● **Task list**:
(a) Retype the passage of the news report on full hospitals in Metro Manila between "MANILA - Several" and "Luzon under lockdown.", inclusive.
(b) Using the news report on full hospitals in Metro Manila, answer yes or no to whether each statement agrees with it, and quote the words that decide it: (i) The Philippine General Hospital opened a ward that added 40 beds. (ii) The Philippines confirmed 4,899 new COVID-19 cases on Monday. (iii) The Quezon City General Hospital added doctors and nurses.

● **Excerpt to read**:
────────────────────
MANILA - Several hospitals in Metro Manila on Monday said their intensive care units are already fully occupied due to the surge of COVID-19 patients exactly a year after the national government placed Luzon under lockdown.
St. Luke's Medical Center in Taguig is "completely full," Dr. Benjamin Campomanes, its chief medical officer, told TeleRadyo.
"In Global City, 33 ang nag-aantay sa ER for a COVID room," he said.
(In Global City, at least 33 patients are waiting in the emergency room to get a COVID room.)
"Medyo mabigat tayo ngayon... Kung ano 'yung [numbers noong] mga August, parang ganun na naman. Madami ulit," he said.
(It is a bit heavy now... The numbers are similar to what we had in August. It has increased again.)
The Quezon City General Hospital has been "fully booked" since last week, according to Dr. Josephine Sabando.
"Sa ngayon po nagdagdag na kami ng manpower sa aming COVID areas. Nagdagdag na po kami ng doctors at nurses para ma-augment," she said.
(As of now we have increased our manpower in our COVID areas. We added doctors and nurses to augment our personnel.)
The Philippine General Hospital was forced to open a new ward to accommodate more COVID-19 patients, said Dr. Jonas Del Rosario, the hospital's spokesperson.
"Binuksan namin 'yung isang ward ulit at nakapagproduce kami ng additional 40 beds pero yung ICU sa ngayon po ay puno," he said.
(We opened one ward so we were able to produce 40 more beds but our intensive care unit is already full.)
The Philippines confirmed 4,899 new cases of COVID-19 on Sunday, bringing active cases to 48,157, a year since the government imposed an enhanced community quarantine in the country's largest and most populated landmass to curb the transmission of the disease.
Despite the rising number of COVID-19 patients, the Philippine College of Physicians said there is no need to call for a "timeout" to aid fatigued health frontliners.
But Philippines must pay close attention to the COVID-19 surge it's currently experiencing, public health expert Dr. Anna Ong-Lim warned.
────────────────────
● **Dataset records**:
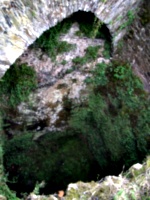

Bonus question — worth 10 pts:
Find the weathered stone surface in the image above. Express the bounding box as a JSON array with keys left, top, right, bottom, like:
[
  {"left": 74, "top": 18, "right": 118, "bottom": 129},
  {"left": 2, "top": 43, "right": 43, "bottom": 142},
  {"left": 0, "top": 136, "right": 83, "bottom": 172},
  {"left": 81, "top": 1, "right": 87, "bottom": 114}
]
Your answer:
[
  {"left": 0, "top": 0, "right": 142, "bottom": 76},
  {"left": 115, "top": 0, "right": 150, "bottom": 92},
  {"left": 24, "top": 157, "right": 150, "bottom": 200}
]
────────────────────
● **Numbered responses**:
(a)
MANILA - Several hospitals in Metro Manila on Monday said their intensive care units are already fully occupied due to the surge of COVID-19 patients exactly a year after the national government placed Luzon under lockdown.

(b)
(i) Yes: "we were able to produce 40 more beds"
(ii) No: "The Philippines confirmed 4,899 new cases of COVID-19 on Sunday"
(iii) Yes: "We added doctors and nurses to augment our personnel."